● Required action:
Output every line below without omitting or altering anything.

● Material supplied:
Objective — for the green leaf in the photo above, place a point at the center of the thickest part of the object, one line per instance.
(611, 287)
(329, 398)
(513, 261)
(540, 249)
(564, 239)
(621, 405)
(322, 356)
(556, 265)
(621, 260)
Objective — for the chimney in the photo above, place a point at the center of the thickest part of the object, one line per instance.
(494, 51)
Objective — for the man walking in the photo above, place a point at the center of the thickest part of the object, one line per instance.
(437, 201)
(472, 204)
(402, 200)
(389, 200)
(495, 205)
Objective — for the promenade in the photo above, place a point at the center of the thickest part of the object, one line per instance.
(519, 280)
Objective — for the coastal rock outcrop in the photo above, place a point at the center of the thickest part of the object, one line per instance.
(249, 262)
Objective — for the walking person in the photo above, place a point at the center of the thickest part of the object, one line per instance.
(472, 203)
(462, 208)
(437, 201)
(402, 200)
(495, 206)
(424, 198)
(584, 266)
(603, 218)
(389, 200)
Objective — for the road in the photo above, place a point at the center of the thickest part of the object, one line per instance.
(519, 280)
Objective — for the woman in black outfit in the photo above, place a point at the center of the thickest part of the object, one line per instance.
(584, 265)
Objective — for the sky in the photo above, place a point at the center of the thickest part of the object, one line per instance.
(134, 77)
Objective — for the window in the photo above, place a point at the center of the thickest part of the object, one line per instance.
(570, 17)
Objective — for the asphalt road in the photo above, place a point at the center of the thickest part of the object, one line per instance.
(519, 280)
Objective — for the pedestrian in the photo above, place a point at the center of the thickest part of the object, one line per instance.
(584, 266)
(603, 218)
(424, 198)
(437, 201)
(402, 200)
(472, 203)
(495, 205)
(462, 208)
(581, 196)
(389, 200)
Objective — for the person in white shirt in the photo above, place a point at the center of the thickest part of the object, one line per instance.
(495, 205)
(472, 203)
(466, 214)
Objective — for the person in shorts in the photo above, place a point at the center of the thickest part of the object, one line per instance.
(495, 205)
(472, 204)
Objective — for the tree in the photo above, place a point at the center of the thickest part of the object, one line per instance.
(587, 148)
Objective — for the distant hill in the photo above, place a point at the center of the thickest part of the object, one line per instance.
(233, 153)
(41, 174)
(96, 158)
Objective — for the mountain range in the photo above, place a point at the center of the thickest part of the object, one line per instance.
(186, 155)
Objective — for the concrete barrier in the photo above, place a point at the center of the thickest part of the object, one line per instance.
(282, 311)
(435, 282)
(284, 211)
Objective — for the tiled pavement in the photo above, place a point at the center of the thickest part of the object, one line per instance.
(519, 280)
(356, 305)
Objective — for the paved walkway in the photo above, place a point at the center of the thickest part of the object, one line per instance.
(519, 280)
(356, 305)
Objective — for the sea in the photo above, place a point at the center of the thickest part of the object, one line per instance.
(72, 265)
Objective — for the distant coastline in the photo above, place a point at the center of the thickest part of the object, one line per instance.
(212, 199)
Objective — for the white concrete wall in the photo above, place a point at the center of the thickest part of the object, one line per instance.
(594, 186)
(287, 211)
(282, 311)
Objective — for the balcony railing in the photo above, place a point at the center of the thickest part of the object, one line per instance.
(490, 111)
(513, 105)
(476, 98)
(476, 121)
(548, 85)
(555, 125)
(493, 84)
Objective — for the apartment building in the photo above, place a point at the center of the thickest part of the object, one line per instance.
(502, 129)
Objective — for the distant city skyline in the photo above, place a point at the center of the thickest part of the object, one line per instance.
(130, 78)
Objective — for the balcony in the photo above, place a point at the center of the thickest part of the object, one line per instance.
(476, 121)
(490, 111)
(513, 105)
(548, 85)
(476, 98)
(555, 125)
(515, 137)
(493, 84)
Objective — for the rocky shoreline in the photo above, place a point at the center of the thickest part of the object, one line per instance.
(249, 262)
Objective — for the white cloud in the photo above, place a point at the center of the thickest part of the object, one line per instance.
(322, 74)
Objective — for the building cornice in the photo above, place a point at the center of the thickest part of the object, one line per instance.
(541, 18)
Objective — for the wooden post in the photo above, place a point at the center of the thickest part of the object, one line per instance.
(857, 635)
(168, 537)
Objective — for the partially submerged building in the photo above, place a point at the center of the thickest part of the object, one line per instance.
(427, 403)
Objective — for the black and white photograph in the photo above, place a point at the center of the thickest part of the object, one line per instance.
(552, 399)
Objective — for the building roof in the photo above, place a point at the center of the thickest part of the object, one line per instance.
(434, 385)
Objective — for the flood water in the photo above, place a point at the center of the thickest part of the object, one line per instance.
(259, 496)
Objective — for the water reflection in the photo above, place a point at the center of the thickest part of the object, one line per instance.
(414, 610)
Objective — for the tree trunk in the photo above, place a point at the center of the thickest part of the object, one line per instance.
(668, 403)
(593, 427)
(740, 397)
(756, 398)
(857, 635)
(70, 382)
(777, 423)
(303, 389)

● Output:
Objective — for the green leaf in the photo above, place a point at the center of the thickest part of the object, one line per instance.
(611, 287)
(329, 398)
(513, 261)
(540, 249)
(564, 239)
(621, 405)
(322, 356)
(556, 265)
(621, 260)
Objective — for the chimney in the photo above, place a point at the center of the thickest part of the object, one line per instance.
(494, 51)
Objective — for the man walking in the photo above, place a point at the center of the thickest part of the object, one line per instance.
(437, 201)
(472, 204)
(402, 200)
(389, 200)
(495, 205)
Objective — for the promenade in the photo above, place a point at the center of the thickest part of the object, one line per instance.
(519, 280)
Objective — for the coastal rock outcrop in the photo above, place a point at the center of the thickest part of the object, one line per instance.
(249, 262)
Objective — for the walking person in the photo above, place a point at the center of the thickest part of the object, one line per instance.
(472, 203)
(462, 208)
(437, 201)
(402, 200)
(495, 206)
(424, 198)
(584, 266)
(603, 218)
(389, 200)
Objective — for the road in the photo above, place a point at the center of the thickest part of the object, one line per instance.
(519, 280)
Objective — for the woman in black outfit in the photo above, place a point at the center of the thickest part of the object, one line per instance.
(584, 265)
Objective — for the sky in the photo above, place a point at the center of the thickest part of the object, one line per instance.
(134, 77)
Objective — for the window in the photo above, place a point at the center of the thickest part of the object, one line per instance.
(570, 17)
Objective — for the asphalt road in the photo above, place a point at the center of the thickest part of the object, one line per instance.
(519, 280)
Objective — for the pedestrian in the photo above, place a point at the center of the thickest part of the object, one line per instance.
(584, 266)
(603, 218)
(424, 198)
(437, 201)
(402, 200)
(472, 203)
(495, 205)
(462, 208)
(581, 196)
(389, 200)
Objective — for the person in white shirt in the photo above, place a point at the center of the thickest part of the object, one line per instance.
(495, 205)
(472, 203)
(466, 214)
Objective — for the person in shorts in the photo above, place a point at the center of the thickest part of the object, one line per instance.
(495, 205)
(472, 204)
Objective — for the tree in the photo above, place a point at the center of the thickest part of the object, one line per instance.
(587, 148)
Objective — for the distant hill in the photo above, place a point at the center of the thickest part of the object, one line per instance.
(233, 153)
(41, 174)
(96, 158)
Objective — for the mountain range in the photo above, place a point at the center of the thickest part of the object, one line per instance.
(186, 155)
Objective — for the concrete barrier in the photo above, place a point at the center of the thickest part of the object, one line per instance.
(282, 311)
(435, 282)
(284, 211)
Objective — for the tiled pavement in the photo above, place a point at the center of the thickest part of the object, one line per instance.
(519, 280)
(356, 305)
Objective — for the paved walkway in the photo above, place a point at the center of the thickest part of the object, one line per instance.
(519, 280)
(356, 305)
Objective — for the sea in the photo above, place a point at the center of the thickest part of the object, one line per instance.
(72, 265)
Objective — for the distant coastline in the photo above, place a point at the center of the thickest part of the object, one line per instance.
(212, 199)
Objective — for the white concrete wall in the photo above, place a point at the center of the thickest part of the object, one line per instance.
(594, 186)
(287, 211)
(282, 311)
Objective — for the balcony railing in the photo above, place a point at the center of the thickest part of the object, one line per instance.
(490, 111)
(513, 105)
(476, 98)
(476, 121)
(548, 85)
(555, 125)
(493, 84)
Objective — for the apartment building in the photo above, place a point at the center of the thickest part of the object, one line per instance.
(502, 129)
Objective — for the distant city skyline in the photo above, place a point at the center of the thickest part of the object, one line per instance.
(130, 78)
Objective — for the balcony in the photo above, place a point at the center of the thickest part of the object, one line per instance.
(476, 121)
(490, 111)
(513, 105)
(548, 85)
(476, 98)
(555, 125)
(515, 137)
(493, 84)
Objective — for the rocky shoreline in the photo above, place a point at the center of the thickest part of the object, one line per instance.
(249, 262)
Objective — for the white cloud in the photo above, place a point at the center of the thickest part of the object, one line per instance.
(322, 74)
Objective — for the building cornice in the photo above, place a point at the center of the thickest part of the object, one line per instance.
(541, 18)
Objective — for the wooden post in the photo above, place a point at the center of the thickest part of the object, one line per instance.
(857, 635)
(168, 537)
Objective — for the partially submerged building in the photo above, place a point at the center of the thickest part of the object, one line per instance.
(427, 403)
Objective — for the black and white photograph in the photo above, place a point at the center of the thickest part of the object, one line per instance.
(552, 399)
Objective — for the building roof in the photo above, place a point at the center of the thickest part of the object, one line per instance.
(434, 385)
Objective — for the flood water in the photo above, place a point at the center of the thickest part of the object, one line per instance.
(259, 496)
Objective — for the water reflection in the photo above, place a point at the center of the thickest part of the object, one line per instance.
(414, 610)
Objective — for the tree trunk in the photo above, place a point at the center of the thickest part of the object, one line per instance.
(668, 403)
(593, 427)
(740, 397)
(756, 398)
(857, 635)
(70, 382)
(777, 423)
(303, 389)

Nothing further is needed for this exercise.